(Rows from a dataset for labeling boxes)

▬▬▬▬▬▬

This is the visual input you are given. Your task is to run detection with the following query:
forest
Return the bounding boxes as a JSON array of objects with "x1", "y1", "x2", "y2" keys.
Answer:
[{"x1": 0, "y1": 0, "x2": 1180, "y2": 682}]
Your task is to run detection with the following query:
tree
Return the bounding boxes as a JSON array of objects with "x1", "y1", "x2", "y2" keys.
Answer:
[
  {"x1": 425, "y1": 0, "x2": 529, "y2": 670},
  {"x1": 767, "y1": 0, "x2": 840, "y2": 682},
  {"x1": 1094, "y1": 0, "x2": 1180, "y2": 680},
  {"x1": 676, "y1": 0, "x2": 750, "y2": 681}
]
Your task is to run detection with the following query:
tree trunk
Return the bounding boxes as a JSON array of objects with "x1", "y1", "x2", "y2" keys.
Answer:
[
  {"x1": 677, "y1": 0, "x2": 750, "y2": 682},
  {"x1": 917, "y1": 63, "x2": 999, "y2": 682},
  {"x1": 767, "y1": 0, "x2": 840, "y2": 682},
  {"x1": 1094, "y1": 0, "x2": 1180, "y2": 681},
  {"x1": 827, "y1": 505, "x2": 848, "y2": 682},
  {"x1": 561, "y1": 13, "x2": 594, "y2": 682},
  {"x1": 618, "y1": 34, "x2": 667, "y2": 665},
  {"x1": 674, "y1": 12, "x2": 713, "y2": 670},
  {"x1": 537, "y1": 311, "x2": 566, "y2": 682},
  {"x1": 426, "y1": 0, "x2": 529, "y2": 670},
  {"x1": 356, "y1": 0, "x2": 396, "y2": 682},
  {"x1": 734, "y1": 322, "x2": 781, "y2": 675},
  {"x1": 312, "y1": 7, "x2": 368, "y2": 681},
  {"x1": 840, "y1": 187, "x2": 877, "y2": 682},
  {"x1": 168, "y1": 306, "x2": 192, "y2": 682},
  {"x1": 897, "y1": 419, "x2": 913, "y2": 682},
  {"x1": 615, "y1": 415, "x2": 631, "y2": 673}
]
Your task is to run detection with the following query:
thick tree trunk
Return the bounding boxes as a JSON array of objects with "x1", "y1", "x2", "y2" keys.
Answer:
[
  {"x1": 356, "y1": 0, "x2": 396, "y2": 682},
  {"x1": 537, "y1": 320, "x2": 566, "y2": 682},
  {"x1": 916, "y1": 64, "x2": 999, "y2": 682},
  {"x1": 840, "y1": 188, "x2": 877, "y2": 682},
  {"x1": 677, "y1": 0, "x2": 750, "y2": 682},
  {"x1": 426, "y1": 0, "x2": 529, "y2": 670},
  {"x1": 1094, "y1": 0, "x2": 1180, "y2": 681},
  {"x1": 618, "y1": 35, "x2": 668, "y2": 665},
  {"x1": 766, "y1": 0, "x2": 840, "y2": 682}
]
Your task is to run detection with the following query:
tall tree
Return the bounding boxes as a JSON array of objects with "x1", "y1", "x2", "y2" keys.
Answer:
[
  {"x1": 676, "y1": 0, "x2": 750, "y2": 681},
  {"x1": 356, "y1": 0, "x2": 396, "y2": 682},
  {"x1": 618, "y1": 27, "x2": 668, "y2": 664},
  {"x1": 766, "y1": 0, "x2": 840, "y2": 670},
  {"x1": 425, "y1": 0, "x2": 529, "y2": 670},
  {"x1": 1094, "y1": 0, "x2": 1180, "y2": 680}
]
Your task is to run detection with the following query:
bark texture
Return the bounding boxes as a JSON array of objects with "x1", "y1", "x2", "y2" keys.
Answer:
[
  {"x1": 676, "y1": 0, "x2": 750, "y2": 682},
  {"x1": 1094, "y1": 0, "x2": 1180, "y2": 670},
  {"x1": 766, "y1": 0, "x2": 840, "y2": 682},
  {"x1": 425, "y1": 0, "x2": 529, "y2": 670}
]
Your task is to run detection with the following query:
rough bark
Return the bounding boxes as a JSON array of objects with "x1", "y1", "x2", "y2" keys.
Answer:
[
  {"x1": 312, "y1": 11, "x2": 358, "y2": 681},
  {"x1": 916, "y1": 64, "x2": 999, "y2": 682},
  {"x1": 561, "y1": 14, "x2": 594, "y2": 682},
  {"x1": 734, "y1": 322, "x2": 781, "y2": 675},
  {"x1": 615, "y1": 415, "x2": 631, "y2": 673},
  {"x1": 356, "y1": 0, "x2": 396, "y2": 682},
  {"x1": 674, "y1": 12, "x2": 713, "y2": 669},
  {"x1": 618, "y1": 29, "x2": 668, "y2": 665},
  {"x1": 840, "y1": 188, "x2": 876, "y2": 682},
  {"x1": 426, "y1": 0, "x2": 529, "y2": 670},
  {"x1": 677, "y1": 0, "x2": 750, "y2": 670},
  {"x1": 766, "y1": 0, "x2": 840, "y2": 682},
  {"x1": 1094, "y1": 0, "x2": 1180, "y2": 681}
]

▬▬▬▬▬▬

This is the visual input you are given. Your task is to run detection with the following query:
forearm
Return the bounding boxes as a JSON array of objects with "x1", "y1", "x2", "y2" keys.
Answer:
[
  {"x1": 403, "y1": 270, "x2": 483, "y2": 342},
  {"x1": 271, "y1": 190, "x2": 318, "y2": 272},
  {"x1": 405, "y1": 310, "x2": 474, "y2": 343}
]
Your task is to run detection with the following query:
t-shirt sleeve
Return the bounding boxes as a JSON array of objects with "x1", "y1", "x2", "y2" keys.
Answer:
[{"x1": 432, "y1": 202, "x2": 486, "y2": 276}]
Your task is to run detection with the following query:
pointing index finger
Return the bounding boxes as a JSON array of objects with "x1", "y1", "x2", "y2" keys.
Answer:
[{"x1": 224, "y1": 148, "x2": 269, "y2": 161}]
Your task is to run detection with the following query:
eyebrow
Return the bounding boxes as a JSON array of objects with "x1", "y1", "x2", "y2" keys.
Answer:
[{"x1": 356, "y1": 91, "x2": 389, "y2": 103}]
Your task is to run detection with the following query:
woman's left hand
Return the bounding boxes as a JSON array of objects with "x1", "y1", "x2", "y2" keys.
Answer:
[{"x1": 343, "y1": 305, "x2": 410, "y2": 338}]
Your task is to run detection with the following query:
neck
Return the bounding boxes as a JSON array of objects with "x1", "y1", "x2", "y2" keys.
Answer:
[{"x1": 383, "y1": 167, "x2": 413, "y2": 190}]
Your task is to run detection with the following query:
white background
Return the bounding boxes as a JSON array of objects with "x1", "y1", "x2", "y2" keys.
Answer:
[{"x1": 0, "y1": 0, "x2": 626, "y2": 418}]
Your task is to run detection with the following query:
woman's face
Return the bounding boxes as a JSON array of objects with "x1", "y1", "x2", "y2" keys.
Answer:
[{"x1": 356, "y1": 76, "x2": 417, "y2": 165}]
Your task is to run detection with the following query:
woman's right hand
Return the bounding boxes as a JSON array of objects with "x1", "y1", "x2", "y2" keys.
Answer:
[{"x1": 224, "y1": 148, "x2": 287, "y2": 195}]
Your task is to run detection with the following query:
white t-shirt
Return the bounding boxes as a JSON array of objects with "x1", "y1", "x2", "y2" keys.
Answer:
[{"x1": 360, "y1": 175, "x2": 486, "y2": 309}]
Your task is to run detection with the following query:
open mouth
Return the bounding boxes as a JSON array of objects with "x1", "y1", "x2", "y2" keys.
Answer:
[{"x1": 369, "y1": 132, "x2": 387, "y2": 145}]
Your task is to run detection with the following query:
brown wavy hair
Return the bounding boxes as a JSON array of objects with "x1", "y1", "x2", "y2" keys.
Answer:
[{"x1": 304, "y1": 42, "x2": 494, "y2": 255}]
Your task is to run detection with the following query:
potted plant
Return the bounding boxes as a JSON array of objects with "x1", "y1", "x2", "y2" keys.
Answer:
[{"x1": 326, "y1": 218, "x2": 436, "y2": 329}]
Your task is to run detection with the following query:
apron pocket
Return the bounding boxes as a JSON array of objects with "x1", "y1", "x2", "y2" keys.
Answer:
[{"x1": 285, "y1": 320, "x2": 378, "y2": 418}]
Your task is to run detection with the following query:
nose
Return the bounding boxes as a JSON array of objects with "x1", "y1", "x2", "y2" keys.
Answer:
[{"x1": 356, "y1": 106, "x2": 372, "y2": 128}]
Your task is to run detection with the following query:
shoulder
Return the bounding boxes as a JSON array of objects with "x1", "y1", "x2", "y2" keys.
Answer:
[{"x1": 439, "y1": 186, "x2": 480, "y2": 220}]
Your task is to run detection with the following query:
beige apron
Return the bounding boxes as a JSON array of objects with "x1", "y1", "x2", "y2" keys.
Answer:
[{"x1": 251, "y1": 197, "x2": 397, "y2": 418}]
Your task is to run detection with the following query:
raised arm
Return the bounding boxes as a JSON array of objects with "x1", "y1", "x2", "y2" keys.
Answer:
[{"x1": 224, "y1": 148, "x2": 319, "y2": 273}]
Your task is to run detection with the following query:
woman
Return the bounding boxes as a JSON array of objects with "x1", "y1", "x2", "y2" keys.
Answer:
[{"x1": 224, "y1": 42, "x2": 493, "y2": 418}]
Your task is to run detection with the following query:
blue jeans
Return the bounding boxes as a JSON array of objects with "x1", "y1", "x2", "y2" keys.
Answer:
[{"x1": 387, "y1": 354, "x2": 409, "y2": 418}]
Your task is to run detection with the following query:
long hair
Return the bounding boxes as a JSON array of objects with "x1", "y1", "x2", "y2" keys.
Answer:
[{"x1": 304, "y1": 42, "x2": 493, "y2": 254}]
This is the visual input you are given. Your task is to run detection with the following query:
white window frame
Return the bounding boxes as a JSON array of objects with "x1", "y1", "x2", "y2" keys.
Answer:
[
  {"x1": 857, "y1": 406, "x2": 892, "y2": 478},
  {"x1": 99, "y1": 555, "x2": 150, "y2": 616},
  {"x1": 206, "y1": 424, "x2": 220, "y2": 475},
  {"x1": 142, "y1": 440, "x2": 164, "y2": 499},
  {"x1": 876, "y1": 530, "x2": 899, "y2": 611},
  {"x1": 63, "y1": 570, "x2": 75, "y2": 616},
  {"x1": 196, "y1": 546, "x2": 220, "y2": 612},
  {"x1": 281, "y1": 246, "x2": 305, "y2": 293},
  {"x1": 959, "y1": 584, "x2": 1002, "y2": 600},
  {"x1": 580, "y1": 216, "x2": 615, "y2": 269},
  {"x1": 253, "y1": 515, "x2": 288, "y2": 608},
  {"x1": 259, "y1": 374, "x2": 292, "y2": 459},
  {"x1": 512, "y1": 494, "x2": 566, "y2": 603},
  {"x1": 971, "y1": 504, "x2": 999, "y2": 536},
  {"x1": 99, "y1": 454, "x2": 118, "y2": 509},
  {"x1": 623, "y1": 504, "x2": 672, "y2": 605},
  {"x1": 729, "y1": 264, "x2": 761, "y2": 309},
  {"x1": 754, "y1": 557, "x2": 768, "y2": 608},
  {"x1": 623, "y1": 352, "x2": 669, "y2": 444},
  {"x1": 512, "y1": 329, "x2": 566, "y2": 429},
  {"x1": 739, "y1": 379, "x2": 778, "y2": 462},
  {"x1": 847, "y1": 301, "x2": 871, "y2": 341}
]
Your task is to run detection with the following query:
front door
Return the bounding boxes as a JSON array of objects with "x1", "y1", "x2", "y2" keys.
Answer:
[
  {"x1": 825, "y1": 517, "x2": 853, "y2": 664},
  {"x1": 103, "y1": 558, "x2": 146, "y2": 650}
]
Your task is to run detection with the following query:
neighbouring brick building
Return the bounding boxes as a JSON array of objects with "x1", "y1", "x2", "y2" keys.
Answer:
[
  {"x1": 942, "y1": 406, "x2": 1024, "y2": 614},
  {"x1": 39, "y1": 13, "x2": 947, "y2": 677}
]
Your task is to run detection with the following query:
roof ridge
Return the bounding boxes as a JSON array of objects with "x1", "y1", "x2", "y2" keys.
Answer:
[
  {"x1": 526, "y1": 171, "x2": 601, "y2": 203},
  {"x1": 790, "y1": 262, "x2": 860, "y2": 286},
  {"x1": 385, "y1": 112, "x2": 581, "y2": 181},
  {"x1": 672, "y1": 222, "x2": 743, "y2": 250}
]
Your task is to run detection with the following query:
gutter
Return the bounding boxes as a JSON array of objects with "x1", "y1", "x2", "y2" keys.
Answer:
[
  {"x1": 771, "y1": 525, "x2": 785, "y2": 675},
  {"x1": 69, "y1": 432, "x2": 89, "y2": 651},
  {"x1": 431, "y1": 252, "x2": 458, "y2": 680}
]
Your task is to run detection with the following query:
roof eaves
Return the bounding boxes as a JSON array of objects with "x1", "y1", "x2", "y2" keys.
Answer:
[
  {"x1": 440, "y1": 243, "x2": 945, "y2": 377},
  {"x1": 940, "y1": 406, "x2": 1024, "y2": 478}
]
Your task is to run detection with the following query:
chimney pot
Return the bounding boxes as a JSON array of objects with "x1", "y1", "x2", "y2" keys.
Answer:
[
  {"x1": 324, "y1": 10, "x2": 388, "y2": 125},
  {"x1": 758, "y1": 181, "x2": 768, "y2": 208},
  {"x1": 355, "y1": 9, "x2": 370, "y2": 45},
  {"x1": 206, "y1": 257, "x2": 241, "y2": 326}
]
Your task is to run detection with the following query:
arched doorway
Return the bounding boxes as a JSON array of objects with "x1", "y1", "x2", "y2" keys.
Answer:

▬▬▬▬▬▬

◆ Goal ◆
Please filter the items above down to every line containing the string "tree". Case counts.

◆ The output ◆
tree
tree trunk
thick tree trunk
tall tree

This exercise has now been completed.